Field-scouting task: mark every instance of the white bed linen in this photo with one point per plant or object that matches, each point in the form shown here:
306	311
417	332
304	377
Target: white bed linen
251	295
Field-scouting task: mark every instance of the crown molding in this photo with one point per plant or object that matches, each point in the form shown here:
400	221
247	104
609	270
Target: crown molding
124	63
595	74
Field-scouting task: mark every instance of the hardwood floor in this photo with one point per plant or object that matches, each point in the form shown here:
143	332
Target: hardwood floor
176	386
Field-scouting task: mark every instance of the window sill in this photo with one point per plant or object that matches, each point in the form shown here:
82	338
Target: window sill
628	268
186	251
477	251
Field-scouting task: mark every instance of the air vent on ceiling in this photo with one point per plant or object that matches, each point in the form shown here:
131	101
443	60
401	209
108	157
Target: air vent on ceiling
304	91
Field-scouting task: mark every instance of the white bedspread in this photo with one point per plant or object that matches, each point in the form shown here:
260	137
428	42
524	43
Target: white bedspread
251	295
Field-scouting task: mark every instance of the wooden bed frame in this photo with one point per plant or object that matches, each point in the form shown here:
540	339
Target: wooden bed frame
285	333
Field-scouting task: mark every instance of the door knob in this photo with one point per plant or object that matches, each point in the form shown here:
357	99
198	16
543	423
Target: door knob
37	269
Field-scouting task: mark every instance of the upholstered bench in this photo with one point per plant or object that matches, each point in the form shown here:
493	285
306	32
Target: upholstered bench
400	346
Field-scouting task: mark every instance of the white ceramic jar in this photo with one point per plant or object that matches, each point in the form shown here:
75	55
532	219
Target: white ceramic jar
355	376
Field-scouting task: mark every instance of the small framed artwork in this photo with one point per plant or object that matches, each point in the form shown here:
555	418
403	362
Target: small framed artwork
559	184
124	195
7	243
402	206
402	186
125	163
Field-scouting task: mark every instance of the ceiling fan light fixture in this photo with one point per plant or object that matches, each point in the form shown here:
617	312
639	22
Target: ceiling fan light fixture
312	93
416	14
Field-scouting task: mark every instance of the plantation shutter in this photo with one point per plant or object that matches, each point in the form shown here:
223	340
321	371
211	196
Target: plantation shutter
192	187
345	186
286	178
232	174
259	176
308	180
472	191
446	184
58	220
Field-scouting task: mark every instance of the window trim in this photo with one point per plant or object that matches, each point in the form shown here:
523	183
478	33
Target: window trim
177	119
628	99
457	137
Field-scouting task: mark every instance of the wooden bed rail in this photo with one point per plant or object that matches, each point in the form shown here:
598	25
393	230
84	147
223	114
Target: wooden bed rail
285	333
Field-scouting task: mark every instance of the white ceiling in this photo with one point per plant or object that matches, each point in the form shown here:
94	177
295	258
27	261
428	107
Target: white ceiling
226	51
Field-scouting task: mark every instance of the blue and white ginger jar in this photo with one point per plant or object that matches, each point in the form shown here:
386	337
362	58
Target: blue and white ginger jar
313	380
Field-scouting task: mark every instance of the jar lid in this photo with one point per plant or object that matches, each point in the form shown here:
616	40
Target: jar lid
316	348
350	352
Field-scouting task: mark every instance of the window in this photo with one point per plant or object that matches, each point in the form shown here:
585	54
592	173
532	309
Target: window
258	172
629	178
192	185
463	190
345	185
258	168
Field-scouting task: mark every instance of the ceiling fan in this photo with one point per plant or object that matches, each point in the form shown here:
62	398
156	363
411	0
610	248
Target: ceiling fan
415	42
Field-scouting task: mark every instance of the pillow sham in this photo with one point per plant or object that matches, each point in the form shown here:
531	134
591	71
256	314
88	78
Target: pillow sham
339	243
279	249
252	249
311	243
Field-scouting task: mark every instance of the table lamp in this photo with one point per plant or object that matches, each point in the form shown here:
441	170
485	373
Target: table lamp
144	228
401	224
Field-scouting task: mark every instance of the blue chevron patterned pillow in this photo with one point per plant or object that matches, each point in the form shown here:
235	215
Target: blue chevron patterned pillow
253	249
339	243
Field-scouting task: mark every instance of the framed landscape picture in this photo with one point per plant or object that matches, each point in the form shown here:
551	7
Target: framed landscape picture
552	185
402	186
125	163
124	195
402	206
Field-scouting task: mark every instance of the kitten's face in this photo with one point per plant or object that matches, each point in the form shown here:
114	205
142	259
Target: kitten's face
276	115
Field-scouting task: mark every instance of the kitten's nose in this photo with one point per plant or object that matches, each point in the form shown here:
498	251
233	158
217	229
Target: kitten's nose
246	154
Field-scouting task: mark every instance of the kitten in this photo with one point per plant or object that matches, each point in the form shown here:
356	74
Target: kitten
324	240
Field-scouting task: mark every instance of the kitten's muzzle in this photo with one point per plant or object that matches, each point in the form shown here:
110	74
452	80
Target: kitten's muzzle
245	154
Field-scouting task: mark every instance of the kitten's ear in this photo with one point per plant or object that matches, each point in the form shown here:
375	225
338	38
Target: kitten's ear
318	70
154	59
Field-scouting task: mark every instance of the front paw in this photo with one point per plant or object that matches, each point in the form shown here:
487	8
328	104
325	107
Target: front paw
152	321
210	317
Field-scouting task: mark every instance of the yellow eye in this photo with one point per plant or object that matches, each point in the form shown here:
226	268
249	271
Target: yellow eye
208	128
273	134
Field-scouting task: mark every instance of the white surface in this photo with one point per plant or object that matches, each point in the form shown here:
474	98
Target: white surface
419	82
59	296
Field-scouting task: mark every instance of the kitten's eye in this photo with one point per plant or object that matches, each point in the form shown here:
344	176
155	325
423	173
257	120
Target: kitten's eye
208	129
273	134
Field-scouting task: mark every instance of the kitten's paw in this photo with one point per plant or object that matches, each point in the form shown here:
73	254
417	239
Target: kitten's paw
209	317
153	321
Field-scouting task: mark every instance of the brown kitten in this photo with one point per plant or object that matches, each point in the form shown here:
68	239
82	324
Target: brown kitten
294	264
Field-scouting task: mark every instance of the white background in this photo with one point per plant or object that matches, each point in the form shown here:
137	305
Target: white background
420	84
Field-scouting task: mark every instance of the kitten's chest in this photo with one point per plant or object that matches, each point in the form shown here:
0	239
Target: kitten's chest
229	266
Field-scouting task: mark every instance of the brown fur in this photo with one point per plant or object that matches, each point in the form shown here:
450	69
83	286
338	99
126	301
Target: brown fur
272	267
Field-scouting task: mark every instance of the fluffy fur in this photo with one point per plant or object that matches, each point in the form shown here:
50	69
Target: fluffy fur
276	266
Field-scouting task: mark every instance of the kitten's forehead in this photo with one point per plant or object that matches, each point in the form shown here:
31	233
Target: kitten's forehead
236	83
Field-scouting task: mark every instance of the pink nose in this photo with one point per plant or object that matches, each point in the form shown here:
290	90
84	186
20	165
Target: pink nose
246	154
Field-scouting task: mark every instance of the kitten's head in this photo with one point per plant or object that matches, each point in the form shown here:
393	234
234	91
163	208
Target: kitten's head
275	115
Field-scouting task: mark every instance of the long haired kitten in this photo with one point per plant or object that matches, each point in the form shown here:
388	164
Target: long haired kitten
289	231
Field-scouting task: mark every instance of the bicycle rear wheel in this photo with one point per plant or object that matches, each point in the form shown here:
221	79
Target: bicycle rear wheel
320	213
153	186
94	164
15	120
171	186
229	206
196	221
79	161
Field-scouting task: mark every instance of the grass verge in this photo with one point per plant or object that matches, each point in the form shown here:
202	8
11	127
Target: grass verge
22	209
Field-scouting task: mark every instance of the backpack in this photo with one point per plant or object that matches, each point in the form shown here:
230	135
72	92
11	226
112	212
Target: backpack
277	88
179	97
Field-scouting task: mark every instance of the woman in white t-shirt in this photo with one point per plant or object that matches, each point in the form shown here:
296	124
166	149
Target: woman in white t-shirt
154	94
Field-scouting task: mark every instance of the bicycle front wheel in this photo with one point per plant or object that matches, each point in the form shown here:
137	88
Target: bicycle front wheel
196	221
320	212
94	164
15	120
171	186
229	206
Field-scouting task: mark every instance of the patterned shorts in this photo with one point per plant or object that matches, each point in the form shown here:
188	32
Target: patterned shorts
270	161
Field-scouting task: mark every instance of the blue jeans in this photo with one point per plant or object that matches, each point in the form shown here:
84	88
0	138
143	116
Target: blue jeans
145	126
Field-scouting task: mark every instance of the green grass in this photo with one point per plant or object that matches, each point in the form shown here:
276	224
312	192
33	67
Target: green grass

##########

◆ What to do ◆
Go through the records and copy each line with "green" in it.

◆ Task result ◆
Field-scouting task: mark every instance of the green grass in this photo with one point per plant or object that matches, each point in the form shown here:
Target: green grass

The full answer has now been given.